● What the task requires
Reproduce all the data below with "even-odd fill" swapped for "nonzero winding fill" wherever it occurs. Change nothing else, and leave the pictures out of your answer.

● Stored data
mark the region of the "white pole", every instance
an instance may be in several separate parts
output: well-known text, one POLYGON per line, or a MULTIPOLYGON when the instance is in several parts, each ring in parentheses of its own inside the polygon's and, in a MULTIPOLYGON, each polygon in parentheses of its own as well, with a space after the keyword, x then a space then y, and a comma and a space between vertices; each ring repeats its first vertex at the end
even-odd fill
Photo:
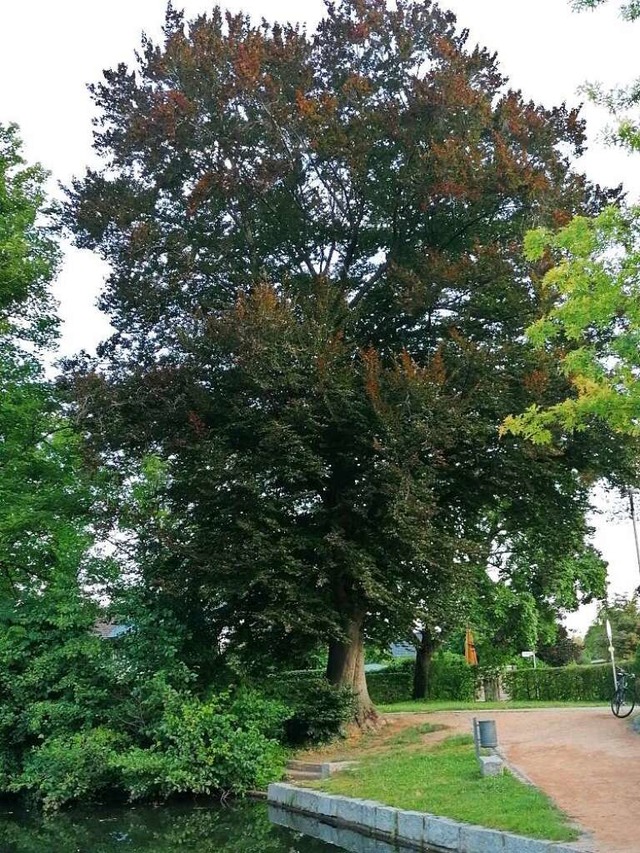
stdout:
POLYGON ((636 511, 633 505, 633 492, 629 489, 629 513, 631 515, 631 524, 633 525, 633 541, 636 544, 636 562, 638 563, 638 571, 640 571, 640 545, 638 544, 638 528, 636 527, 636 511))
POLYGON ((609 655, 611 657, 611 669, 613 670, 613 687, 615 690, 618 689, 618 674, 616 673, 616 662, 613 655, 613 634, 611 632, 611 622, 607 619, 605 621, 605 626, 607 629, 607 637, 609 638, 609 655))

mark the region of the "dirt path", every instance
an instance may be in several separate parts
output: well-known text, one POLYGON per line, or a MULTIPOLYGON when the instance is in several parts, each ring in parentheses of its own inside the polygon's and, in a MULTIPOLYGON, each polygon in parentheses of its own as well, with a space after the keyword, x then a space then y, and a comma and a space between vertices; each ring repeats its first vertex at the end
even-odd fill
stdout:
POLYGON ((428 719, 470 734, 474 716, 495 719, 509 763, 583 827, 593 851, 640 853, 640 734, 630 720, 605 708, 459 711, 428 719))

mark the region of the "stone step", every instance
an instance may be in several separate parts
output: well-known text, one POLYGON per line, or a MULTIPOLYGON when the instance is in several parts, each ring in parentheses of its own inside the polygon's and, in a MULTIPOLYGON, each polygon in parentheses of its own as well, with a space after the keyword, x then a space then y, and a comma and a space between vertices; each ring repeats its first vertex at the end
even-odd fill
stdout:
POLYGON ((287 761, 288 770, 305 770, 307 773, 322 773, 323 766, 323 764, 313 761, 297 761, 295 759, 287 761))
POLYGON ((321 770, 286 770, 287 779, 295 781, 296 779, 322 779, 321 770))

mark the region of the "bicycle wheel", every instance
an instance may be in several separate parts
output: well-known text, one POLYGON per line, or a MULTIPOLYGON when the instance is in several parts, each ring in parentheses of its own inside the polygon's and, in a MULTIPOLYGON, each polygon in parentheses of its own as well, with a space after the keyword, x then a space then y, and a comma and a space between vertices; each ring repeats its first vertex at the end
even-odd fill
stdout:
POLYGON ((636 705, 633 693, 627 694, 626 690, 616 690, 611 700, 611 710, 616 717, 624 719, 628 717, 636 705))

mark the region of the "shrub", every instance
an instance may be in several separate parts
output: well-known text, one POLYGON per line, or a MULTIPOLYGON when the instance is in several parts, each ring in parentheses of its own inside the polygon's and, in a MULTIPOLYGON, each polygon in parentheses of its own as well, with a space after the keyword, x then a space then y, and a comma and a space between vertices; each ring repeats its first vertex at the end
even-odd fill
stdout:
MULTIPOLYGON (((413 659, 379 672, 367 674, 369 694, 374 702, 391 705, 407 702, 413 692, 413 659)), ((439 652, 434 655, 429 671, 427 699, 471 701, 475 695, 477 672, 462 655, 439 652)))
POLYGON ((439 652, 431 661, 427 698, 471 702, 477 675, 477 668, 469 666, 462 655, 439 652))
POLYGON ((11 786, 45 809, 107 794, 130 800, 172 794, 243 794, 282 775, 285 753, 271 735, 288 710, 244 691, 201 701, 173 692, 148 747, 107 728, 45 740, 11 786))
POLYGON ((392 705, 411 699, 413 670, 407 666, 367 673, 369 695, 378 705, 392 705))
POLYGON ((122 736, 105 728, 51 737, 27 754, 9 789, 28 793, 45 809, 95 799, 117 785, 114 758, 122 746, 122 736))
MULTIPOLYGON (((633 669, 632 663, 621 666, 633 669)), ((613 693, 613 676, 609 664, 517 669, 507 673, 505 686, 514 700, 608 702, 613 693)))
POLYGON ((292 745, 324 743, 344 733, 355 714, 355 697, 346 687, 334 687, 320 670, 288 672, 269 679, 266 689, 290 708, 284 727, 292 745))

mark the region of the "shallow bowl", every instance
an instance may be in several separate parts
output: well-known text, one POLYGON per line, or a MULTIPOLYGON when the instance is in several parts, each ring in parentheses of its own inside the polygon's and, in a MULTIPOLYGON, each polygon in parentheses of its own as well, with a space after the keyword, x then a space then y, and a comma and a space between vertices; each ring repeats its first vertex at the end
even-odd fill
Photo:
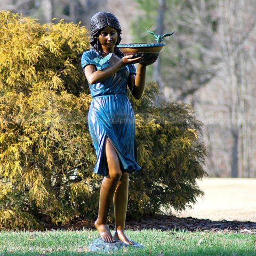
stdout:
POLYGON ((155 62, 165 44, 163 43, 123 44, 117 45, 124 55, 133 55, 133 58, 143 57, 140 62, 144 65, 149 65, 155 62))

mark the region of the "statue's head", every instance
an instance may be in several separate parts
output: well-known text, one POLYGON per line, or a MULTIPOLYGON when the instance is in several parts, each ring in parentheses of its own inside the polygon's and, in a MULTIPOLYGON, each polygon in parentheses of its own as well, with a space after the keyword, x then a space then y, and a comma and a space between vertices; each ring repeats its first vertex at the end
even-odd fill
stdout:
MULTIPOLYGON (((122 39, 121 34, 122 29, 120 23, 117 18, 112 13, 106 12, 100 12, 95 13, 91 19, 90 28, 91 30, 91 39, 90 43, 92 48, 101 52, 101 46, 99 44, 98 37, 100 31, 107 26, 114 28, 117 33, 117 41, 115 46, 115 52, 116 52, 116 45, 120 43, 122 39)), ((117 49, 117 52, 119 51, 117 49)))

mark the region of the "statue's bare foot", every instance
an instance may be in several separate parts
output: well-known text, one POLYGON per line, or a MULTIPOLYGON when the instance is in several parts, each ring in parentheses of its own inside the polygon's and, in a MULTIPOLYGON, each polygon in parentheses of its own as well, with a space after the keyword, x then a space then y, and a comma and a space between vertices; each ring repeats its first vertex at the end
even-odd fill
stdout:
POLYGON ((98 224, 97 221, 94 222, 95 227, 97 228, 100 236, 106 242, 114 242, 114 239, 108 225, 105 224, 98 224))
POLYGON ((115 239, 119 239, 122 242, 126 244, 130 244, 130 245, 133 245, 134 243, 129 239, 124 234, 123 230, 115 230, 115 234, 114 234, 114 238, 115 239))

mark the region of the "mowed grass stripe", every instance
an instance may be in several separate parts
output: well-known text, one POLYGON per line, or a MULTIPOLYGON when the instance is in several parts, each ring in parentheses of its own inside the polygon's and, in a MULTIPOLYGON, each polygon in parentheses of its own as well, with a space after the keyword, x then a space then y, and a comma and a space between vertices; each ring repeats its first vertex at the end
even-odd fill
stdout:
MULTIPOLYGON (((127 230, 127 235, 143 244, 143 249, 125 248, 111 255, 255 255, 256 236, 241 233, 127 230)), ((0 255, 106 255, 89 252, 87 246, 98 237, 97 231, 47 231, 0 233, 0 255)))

● Completed exercise
mark the region of the "white pole", every instance
an instance may be in several separate parts
output: well-known text, one POLYGON per line, or a MULTIPOLYGON when the instance is in several parts, each ring in parentheses of its own inside the polygon's and, in a MULTIPOLYGON, each polygon in parentheses of its own as well, with a space after the keyword, x then a space then y, and a comma and a space between vertices; each ring repeats its first vertex at the end
nonzero winding fill
Photo:
stdout:
POLYGON ((636 511, 633 505, 633 492, 629 489, 629 513, 631 515, 631 524, 633 525, 633 541, 636 544, 636 562, 638 563, 638 571, 640 571, 640 545, 638 544, 638 528, 636 527, 636 511))
POLYGON ((609 655, 611 657, 611 669, 613 670, 613 687, 615 690, 618 689, 618 674, 616 673, 616 662, 613 655, 613 634, 611 632, 611 622, 607 619, 605 621, 605 626, 607 629, 607 637, 609 638, 609 655))

mark the region of the "dirt path", every instance
an instance may be in several separate parts
output: well-known text, one POLYGON per line, or a MULTIPOLYGON when the instance is in several parts, each ring in parentheses of its own inside the polygon's and, in a MULTIPOLYGON, each polygon in parentheses of its own as well, with a space after the keyword, x then a space then y, and a comma and a space between vertices; each ring repeats its first vertex at the end
nonzero winding fill
stdout:
POLYGON ((428 719, 470 734, 474 716, 495 719, 509 763, 583 827, 593 851, 640 853, 640 734, 630 720, 605 708, 459 711, 428 719))

mark the region of the "stone step", every instance
an instance may be in several separate parts
output: well-known text, one POLYGON per line, or a MULTIPOLYGON when the instance is in several parts, each ring in parentheses of its own inside the polygon's and, in a MULTIPOLYGON, each polygon in parentheses of its own as well, with a space after the keyword, x then a space then y, and a comma and a space between vertices; each ring repeats its first vertex at the end
nonzero winding fill
stdout:
POLYGON ((287 761, 288 770, 305 770, 307 773, 322 773, 323 766, 323 764, 313 761, 297 761, 295 759, 287 761))
POLYGON ((321 770, 286 770, 287 779, 295 781, 296 779, 322 779, 321 770))

mark the region of the "bicycle wheel", every instance
an instance may be in several separate parts
output: well-known text, one POLYGON per line, or a MULTIPOLYGON when the instance is in several parts, each ring in parentheses of its own inside the polygon's and, in a MULTIPOLYGON, each polygon in parentheses of its own as well, with a space after the keyword, x then a space then y, and a comma and a space between vertices; each ring repeats its first vertex at the end
nonzero winding fill
stdout:
POLYGON ((636 705, 633 693, 627 694, 626 690, 616 690, 611 700, 611 710, 616 717, 624 719, 628 717, 636 705))

mark the region of the "shrub", every instance
an instance may be in several separate parts
output: well-known text, one POLYGON per line, or a MULTIPOLYGON when the instance is in several parts, each ring in parentheses of its own inside the polygon's and, in a MULTIPOLYGON, each polygon in parentheses of its own as well, with a space after the keyword, x then a space then y, and a comma and a space between vertices; each ring repeats its first vertex at the end
nonzero winding fill
stdout:
MULTIPOLYGON (((413 659, 379 672, 367 674, 369 694, 374 702, 391 705, 407 702, 413 692, 413 659)), ((439 652, 434 655, 429 671, 427 699, 471 701, 475 695, 477 672, 462 655, 439 652)))
POLYGON ((439 652, 431 661, 427 698, 471 702, 477 675, 477 668, 469 666, 462 655, 439 652))
POLYGON ((11 786, 45 809, 107 794, 130 800, 172 794, 243 794, 282 775, 285 753, 271 735, 288 710, 244 691, 201 701, 173 692, 148 747, 107 728, 45 740, 11 786))
POLYGON ((392 705, 411 699, 413 670, 407 666, 367 673, 369 695, 378 705, 392 705))
POLYGON ((122 736, 105 728, 51 737, 27 754, 9 789, 28 793, 45 809, 95 799, 117 785, 114 758, 122 746, 122 736))
MULTIPOLYGON (((633 669, 632 663, 621 666, 633 669)), ((613 693, 613 676, 609 664, 517 669, 507 673, 505 686, 514 700, 608 702, 613 693)))
POLYGON ((292 745, 324 743, 344 733, 355 714, 355 697, 346 687, 334 687, 320 670, 288 672, 269 679, 266 689, 290 708, 284 727, 292 745))

mark the region of the "shallow bowl", every instance
an instance may be in several separate parts
output: well-known text, one POLYGON per line, or a MULTIPOLYGON when the instance is in several parts, each ring in parentheses of its own inside the polygon's and, in a MULTIPOLYGON, each polygon in parentheses of its own as well, with a space after the keyword, x then a space then y, and a comma and a space between vertices; each ring repeats its first vertex at the end
nonzero winding fill
Photo:
stdout:
POLYGON ((155 62, 165 44, 163 43, 123 44, 117 45, 124 55, 133 55, 133 58, 143 57, 140 62, 144 65, 149 65, 155 62))

mark the region of the "statue's head", every instance
an instance may be in several separate parts
output: well-known text, one POLYGON per line, or a MULTIPOLYGON when the instance is in several parts, each ring in parentheses of its own inside the polygon's and, in a MULTIPOLYGON, each polygon in parentheses of its own as well, with a space after the keyword, x then a space then y, and a comma and a space between vertices; each ring repeats its first vertex at the end
nonzero winding fill
stdout:
MULTIPOLYGON (((122 39, 121 34, 122 29, 120 23, 117 18, 112 13, 106 12, 100 12, 95 13, 91 19, 90 28, 91 30, 91 39, 90 43, 92 48, 101 52, 101 46, 99 44, 98 37, 100 31, 107 26, 114 28, 117 33, 117 41, 115 46, 115 52, 116 52, 116 45, 120 43, 122 39)), ((117 49, 117 52, 119 51, 117 49)))

mark the region of the "statue's bare foot", every instance
an instance may be in several separate parts
output: well-known text, one POLYGON per line, or a MULTIPOLYGON when the instance is in several parts, each ring in parentheses of its own inside the polygon's and, in a MULTIPOLYGON, each polygon in parentheses of its own as well, with a space after the keyword, x then a space then y, and a comma and a space between vertices; each ring repeats its first vertex at the end
nonzero winding fill
stdout:
POLYGON ((98 224, 97 221, 94 222, 95 227, 97 228, 100 236, 106 242, 114 242, 114 239, 108 225, 105 224, 98 224))
POLYGON ((115 239, 119 239, 122 242, 126 244, 130 244, 130 245, 133 245, 134 243, 129 239, 124 234, 123 230, 115 230, 115 234, 114 234, 114 238, 115 239))

mark the region of the "mowed grass stripe", every instance
an instance may be in several separate parts
output: well-known text, one POLYGON per line, or a MULTIPOLYGON when the instance is in several parts, each ring in parentheses of its own inside the polygon's and, in a MULTIPOLYGON, each polygon in parentheses of its own as well, with a space after the keyword, x then a space then y, and a comma and a space between vertices; each ring repeats its first vertex at the end
nonzero winding fill
stdout:
MULTIPOLYGON (((127 230, 127 235, 143 244, 143 249, 125 248, 111 255, 255 255, 256 236, 241 233, 127 230)), ((0 255, 106 255, 89 252, 87 246, 98 237, 97 231, 47 231, 0 233, 0 255)))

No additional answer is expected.